◆ **DOCUMENT PASSAGE**
# Sig Request



## _JB_ (May 30, 2007)

Fighters - Sonnen & Hardy

Nothing to bright.

Choose your own pics all efforts repped.

Avatar not required.


----------



## Ground'N'Pound5 (Aug 7, 2009)

ill make something very soon


----------



## limba (Jul 21, 2009)

_JB_ said:


> Fighters - Sonnen & Hardy
> 
> Nothing to bright.
> 
> ...


Heey.
I just came up with this sig of Sonnen. I am still learning the basics of Photoshop, so...it's not too fancy or full of effects.
Maybe you'll like it.
Who knows!?


----------



## Composure (Jun 24, 2008)

Nice work limba, the b/w and color looks good.


----------



## limba (Jul 21, 2009)

Composure said:


> Nice work limba, the b/w and color looks good.


Thank you. 
Still uncovering the misteries of photoshop, but step by step i'm getting there. :thumb02:


----------



## BobbyCooper (Oct 26, 2009)

◆ **EXERCISE SET**
#1 Reproduce the part of the sig request thread starting with "I just came" and going on through "(Jun 24, 2008)".
#2 Using the sig request thread, decide whether each statement agrees with it: (a) _JB_ asked for an avatar along with the sig. (b) limba says they are still learning the basics of Photoshop. (c) Composure praised the b/w and color in limba's work. Answer yes or no for each and quote the words that decide it.
#3 Extend the sig request thread from the point where it stops.
The records that come next are from a separate source.

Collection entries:
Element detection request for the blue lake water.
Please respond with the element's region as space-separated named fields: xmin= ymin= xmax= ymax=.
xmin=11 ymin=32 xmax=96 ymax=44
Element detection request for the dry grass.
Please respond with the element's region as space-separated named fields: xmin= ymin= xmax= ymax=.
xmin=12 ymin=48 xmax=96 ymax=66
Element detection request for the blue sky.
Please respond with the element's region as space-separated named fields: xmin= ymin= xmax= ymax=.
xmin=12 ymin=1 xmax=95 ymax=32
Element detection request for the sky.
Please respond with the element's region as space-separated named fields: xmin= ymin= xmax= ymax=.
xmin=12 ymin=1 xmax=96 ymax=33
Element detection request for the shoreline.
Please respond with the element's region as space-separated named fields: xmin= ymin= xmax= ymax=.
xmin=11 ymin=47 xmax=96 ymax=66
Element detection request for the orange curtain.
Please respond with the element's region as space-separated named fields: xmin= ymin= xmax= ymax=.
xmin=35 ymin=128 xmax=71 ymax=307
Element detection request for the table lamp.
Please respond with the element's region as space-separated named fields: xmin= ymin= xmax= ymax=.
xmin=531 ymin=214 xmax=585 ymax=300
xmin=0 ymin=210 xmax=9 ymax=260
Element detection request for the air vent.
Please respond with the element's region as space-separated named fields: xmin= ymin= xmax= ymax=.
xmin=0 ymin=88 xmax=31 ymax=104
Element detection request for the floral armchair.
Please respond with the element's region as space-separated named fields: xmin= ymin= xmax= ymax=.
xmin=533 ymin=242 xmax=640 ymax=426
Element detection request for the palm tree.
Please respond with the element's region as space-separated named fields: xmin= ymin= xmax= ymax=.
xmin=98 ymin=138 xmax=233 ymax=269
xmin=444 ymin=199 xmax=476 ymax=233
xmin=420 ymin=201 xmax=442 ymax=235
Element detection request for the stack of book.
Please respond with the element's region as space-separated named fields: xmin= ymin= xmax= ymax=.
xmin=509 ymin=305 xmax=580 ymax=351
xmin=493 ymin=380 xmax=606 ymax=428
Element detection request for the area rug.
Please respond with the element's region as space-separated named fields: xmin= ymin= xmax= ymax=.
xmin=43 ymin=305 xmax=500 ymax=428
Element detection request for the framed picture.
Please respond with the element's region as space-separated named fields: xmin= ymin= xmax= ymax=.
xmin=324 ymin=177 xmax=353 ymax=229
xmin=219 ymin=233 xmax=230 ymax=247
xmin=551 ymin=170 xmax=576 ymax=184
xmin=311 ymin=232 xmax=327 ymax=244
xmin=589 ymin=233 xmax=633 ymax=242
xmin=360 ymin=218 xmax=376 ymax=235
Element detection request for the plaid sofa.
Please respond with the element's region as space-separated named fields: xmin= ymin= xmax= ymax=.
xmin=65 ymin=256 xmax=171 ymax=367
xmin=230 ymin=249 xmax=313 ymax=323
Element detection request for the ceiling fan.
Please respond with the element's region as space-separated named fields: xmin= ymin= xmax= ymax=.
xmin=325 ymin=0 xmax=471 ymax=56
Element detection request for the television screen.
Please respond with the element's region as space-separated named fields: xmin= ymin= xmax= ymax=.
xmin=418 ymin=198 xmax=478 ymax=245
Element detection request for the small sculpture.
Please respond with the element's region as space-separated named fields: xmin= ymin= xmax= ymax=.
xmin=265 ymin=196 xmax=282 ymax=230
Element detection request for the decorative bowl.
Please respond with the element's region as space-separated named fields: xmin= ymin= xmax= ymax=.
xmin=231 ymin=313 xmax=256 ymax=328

◆ **RESPONSES IN ORDER**
#1
I just came up with this sig of Sonnen. I am still learning the basics of Photoshop, so...it's not too fancy or full of effects.
Maybe you'll like it.
Who knows!?


----------



## Composure (Jun 24, 2008)

#2
(a) No: "Avatar not required."
(b) Yes: "I am still learning the basics of Photoshop"
(c) Yes: "Nice work limba, the b/w and color looks good."

#3
Sehr schön limba^^


----------



## limba (Jul 21, 2009)

BobbyCooper said:


> Sehr schön limba^^


Danke.. danke Bobby!


----------



## _JB_ (May 30, 2007)

limba said:


> Heey.
> I just came up with this sig of Sonnen. I am still learning the basics of Photoshop, so...it's not too fancy or full of effects.
> Maybe you'll like it.
> Who knows!?


 Thanks for the effort repped, but needs to have Hardy in it.


----------



## limba (Jul 21, 2009)

Again...bored a bit so i gave it a try. 
Number 1


----------



## limba (Jul 21, 2009)

And number 2


----------



## Toxic (Mar 1, 2007)

That sig is to big, 420 Wide is the limit.

420x220

Ground and Pound pretty sure yours is to tall to.


----------



## K R Y (Nov 19, 2007)

GnP's is exactly the limit. 420X220.


----------



## limba (Jul 21, 2009)

Ohh...i forgot about that. I've been to caught up in the sig, and i missed this this aspect.
Thanks for the reminder Toxic.
But it can be resized in order to fit in the required size, if necessary, right?!


----------



## K R Y (Nov 19, 2007)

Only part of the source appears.